== DATASET RECORDS
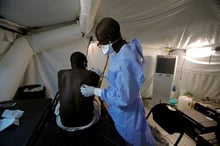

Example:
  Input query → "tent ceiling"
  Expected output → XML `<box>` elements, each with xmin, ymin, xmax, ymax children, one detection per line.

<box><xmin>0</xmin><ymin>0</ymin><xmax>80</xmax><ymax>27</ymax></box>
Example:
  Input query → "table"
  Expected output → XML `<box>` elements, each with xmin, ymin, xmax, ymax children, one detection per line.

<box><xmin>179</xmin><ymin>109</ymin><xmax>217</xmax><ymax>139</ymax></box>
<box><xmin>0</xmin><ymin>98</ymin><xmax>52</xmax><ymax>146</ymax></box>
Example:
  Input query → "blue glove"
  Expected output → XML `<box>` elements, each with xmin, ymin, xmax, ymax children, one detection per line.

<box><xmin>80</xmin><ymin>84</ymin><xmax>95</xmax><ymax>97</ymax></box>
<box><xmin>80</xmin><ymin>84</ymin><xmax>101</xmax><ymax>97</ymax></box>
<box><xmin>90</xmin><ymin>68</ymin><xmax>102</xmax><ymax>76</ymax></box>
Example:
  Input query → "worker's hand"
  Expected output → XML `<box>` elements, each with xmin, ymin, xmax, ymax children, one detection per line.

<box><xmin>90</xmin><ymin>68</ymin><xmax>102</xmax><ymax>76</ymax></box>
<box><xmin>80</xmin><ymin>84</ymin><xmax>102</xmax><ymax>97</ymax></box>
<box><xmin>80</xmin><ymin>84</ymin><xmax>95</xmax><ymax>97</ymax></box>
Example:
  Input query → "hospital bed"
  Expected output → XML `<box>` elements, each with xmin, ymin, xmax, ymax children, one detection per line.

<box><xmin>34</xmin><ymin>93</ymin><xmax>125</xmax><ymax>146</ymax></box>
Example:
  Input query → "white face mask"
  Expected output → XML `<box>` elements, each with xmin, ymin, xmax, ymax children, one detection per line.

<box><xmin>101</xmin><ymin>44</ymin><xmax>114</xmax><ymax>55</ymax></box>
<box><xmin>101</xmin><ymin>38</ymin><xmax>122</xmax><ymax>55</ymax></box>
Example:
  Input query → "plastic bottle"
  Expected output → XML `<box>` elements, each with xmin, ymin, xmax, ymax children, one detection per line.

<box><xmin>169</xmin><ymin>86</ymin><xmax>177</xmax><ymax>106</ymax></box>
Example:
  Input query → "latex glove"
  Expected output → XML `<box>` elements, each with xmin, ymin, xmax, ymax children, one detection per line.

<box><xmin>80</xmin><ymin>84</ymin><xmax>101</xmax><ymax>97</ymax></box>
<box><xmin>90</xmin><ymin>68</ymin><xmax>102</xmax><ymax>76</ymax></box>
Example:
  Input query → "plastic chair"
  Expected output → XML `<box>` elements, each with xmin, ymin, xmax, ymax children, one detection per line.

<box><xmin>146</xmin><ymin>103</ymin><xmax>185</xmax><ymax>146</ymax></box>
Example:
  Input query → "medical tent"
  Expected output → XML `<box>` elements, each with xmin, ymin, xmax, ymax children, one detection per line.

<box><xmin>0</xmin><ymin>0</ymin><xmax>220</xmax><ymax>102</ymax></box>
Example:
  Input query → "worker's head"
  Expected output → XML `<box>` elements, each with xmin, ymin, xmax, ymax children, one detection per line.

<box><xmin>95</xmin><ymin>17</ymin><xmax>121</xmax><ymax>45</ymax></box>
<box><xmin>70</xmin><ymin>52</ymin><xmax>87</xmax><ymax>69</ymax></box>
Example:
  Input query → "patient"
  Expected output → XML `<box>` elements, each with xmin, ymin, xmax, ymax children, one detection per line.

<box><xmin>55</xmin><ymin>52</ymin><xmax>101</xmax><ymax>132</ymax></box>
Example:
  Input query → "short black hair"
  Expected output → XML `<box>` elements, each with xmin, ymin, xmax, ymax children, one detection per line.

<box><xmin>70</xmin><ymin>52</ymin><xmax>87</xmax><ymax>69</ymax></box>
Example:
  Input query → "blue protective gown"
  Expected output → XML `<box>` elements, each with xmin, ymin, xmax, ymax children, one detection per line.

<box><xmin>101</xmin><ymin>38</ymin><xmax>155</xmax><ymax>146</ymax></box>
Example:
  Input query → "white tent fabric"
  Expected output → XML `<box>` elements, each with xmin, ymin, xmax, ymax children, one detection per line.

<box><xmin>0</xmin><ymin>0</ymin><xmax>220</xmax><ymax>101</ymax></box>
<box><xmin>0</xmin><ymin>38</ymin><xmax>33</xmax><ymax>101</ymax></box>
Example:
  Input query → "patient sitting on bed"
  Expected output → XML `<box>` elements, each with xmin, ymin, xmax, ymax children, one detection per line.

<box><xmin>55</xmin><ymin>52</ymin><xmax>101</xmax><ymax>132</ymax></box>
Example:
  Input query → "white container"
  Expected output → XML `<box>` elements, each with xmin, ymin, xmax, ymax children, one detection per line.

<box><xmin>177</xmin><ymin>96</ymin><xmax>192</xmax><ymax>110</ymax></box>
====
[AIM OF THE TASK]: Pull out every line above that contains the word "glove", and copy each one unchanged.

[THE RESPONSE]:
  Input query → "blue glove"
  Input query → "latex glove"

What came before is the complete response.